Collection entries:
● ● ● ● ● ● ●
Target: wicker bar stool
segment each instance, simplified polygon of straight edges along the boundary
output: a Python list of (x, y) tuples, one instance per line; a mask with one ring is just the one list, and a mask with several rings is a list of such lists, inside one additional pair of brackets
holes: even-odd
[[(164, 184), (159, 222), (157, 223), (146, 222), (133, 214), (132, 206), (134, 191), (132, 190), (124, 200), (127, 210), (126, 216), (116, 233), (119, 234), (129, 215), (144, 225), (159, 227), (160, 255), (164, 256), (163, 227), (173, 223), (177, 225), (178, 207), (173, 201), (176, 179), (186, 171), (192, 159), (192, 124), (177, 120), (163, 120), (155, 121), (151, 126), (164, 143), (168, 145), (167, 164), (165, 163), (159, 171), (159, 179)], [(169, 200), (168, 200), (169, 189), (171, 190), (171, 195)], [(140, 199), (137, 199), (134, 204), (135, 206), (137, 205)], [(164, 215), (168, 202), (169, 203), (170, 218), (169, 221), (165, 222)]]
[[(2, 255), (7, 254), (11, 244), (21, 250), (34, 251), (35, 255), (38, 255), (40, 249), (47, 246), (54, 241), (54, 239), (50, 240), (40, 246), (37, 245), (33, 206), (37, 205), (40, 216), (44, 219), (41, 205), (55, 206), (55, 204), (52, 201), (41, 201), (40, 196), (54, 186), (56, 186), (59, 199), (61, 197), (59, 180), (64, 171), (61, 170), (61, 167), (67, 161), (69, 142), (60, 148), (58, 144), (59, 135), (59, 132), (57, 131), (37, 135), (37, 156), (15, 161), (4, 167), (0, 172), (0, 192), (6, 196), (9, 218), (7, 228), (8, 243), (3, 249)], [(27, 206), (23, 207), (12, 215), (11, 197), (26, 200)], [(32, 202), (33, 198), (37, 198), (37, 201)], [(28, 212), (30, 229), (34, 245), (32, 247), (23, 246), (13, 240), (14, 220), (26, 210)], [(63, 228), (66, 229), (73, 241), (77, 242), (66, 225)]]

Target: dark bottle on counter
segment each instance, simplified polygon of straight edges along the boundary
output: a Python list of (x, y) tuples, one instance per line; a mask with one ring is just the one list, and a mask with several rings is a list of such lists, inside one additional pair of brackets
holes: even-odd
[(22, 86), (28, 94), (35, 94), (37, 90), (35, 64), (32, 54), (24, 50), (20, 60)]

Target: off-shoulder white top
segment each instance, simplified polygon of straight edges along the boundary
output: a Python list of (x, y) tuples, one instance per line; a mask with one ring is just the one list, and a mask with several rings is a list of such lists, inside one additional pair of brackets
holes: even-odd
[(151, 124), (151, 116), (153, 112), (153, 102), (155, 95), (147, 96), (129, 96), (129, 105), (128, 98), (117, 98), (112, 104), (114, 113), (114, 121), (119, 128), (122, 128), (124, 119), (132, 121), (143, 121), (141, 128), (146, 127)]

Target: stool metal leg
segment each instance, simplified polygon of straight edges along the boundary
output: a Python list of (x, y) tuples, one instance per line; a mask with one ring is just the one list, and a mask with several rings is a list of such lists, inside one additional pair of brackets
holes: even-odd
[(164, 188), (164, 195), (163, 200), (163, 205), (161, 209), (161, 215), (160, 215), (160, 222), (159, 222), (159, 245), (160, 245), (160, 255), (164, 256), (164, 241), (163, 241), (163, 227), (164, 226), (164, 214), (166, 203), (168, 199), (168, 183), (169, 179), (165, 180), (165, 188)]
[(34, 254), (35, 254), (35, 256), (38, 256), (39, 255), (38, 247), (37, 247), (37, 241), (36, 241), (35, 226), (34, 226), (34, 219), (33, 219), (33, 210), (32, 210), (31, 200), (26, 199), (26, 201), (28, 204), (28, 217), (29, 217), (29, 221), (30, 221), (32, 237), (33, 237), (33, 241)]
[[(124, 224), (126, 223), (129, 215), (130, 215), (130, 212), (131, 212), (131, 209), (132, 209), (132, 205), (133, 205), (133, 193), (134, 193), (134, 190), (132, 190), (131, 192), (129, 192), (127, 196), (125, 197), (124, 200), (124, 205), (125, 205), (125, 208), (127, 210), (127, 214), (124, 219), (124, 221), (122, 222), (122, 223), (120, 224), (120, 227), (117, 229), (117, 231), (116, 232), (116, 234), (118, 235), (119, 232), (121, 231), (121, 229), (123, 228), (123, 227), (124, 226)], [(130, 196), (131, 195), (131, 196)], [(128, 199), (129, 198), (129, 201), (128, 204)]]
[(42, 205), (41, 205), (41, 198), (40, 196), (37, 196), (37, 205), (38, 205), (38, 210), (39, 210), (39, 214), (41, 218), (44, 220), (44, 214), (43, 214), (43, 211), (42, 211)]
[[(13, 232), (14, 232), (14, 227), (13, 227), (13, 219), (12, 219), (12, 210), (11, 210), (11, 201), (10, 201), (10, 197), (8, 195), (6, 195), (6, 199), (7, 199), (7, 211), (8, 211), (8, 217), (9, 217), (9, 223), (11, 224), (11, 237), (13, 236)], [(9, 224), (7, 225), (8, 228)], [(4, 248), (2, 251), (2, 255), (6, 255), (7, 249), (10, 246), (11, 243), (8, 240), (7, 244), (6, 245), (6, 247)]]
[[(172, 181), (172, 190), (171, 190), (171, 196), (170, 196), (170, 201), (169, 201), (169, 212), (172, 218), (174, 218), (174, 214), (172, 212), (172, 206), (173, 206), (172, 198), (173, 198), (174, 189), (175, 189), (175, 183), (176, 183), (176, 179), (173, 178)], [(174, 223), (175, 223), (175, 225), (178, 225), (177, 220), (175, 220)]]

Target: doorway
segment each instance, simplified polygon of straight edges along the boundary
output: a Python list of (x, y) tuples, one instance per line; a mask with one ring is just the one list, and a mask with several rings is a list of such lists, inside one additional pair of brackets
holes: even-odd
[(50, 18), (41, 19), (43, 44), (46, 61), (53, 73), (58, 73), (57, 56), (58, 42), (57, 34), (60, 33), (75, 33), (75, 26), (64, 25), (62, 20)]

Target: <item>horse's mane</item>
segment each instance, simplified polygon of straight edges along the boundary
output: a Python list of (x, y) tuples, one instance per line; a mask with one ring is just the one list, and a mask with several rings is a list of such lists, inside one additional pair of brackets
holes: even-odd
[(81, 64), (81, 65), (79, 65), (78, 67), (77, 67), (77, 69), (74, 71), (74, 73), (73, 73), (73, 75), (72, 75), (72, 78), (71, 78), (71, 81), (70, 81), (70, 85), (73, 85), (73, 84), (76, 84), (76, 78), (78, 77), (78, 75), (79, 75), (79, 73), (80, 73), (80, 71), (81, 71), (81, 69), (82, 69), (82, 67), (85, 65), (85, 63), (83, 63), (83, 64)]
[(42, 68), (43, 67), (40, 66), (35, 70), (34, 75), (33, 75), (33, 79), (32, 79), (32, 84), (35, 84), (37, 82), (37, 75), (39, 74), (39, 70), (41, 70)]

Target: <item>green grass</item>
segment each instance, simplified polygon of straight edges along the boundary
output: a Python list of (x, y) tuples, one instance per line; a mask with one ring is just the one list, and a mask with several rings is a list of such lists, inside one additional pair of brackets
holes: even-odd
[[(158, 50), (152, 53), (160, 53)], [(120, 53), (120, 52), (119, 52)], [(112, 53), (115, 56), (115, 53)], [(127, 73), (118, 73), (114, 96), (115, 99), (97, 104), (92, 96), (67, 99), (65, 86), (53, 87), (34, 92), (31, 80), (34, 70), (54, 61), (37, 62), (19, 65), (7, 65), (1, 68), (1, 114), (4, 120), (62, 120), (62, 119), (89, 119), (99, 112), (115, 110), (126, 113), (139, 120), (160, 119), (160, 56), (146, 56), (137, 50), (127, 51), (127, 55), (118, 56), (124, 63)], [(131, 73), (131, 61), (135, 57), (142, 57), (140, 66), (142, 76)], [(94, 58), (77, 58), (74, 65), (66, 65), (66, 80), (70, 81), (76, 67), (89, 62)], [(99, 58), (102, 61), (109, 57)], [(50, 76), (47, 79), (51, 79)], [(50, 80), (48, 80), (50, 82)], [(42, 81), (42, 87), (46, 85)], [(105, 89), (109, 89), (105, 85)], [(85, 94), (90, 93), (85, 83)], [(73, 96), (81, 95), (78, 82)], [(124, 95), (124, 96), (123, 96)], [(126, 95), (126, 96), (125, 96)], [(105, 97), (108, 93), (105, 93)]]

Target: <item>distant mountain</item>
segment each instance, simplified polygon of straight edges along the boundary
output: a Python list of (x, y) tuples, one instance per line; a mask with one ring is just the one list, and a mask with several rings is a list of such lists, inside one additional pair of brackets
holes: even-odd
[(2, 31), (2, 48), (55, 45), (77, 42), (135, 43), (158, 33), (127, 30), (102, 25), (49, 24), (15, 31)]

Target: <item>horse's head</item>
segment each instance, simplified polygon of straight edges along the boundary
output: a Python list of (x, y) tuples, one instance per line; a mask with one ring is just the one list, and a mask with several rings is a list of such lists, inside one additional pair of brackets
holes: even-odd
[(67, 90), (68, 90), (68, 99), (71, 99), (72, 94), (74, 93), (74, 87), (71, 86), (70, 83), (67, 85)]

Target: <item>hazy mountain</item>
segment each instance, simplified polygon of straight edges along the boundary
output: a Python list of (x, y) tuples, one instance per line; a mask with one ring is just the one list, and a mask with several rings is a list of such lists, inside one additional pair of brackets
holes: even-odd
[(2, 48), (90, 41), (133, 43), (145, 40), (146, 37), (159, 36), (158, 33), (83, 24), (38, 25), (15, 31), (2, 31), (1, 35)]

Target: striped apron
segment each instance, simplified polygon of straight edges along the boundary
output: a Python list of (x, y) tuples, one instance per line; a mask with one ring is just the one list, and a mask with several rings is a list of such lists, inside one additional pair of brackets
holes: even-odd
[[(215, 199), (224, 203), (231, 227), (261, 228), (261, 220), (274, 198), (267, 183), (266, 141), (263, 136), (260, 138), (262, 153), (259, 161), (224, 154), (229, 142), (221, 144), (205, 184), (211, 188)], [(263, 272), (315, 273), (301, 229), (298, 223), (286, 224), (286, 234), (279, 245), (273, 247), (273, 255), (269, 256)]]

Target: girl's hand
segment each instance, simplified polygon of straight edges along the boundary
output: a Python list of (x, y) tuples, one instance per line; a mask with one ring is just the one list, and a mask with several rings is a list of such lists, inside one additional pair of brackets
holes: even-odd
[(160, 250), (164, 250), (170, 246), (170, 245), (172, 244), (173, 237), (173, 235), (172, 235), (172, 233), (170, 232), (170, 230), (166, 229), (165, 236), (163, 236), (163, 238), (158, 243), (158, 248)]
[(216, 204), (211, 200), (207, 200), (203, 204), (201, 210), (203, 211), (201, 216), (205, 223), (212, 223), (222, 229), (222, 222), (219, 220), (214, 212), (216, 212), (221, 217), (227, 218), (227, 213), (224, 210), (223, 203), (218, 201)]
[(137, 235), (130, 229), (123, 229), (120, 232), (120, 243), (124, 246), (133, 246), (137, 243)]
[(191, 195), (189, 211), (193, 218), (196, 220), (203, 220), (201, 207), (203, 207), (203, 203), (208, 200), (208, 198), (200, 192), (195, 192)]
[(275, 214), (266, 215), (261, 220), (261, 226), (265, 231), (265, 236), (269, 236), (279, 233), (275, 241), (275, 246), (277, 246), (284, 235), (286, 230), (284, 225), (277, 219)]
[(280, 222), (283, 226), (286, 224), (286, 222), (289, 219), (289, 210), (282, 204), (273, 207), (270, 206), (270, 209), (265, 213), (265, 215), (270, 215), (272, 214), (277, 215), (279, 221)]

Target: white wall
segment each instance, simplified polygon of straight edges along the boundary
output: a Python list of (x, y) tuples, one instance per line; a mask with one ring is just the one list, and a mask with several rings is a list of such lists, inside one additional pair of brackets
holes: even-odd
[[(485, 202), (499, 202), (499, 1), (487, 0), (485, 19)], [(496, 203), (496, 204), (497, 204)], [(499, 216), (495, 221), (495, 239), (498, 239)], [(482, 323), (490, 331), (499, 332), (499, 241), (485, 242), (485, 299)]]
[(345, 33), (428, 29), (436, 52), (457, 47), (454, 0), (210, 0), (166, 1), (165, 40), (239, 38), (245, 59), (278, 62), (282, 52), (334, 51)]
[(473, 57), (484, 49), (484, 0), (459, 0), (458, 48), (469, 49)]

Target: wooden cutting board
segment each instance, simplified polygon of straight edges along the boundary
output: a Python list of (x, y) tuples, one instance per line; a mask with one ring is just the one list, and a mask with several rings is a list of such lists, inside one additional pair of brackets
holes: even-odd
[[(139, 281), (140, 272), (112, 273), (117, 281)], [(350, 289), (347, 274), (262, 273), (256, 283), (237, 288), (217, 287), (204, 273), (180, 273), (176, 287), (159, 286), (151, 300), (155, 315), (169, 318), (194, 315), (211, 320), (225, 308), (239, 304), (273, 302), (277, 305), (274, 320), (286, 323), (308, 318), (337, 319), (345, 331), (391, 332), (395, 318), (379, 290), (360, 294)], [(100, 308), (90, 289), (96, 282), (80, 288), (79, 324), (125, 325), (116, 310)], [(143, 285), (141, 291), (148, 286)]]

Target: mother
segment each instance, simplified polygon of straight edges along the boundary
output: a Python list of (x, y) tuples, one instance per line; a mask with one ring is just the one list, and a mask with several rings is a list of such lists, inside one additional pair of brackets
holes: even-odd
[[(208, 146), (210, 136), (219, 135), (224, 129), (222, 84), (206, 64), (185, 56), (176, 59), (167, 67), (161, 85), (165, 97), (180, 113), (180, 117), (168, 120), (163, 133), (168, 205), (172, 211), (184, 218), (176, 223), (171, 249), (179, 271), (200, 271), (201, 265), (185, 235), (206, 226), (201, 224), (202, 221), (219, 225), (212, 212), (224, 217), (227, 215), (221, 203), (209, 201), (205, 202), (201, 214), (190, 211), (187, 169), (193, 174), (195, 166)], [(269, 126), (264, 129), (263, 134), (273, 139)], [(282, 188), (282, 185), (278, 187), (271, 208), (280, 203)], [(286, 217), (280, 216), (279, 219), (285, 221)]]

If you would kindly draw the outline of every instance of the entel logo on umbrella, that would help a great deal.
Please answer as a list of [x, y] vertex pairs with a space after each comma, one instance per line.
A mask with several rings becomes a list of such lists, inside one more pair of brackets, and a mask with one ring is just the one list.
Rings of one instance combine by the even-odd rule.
● ● ● ● ● ● ●
(WHAT TO WORK ON): Emit verbatim the lines running from the one with "Target: mother" through the last line of the data, both endpoints inclusive.

(WRITTEN SOLUTION):
Target: mother
segment each instance, simplified polygon of straight edges along the boundary
output: a Python list of (x, y) tuples, one instance per line; a mask with one ring is just the one list, and a mask with several rings is a list of such lists, inside one additional pair of brackets
holes: even-odd
[[(208, 146), (210, 136), (219, 135), (224, 129), (222, 84), (206, 64), (185, 56), (176, 59), (167, 67), (161, 85), (165, 97), (180, 113), (180, 117), (168, 120), (163, 133), (168, 205), (172, 211), (184, 218), (176, 223), (171, 249), (179, 271), (200, 271), (201, 265), (185, 235), (206, 226), (201, 224), (202, 221), (219, 225), (212, 212), (224, 217), (227, 215), (221, 203), (209, 201), (205, 202), (201, 214), (190, 211), (187, 169), (193, 174), (195, 166)], [(269, 126), (264, 129), (263, 134), (273, 139)], [(282, 188), (282, 185), (278, 187), (271, 208), (280, 203)], [(286, 217), (280, 216), (279, 219), (285, 221)]]

If you would kindly draw the outline of every instance of the entel logo on umbrella, that would help a great deal.
Please answer as a list of [x, y] vertex pairs with a space after each comma, one instance per line.
A mask with several rings becomes a list of such lists, inside one more pair of brackets, and a mask with one ring is just the one list.
Rings of one instance combine by the even-odd rule.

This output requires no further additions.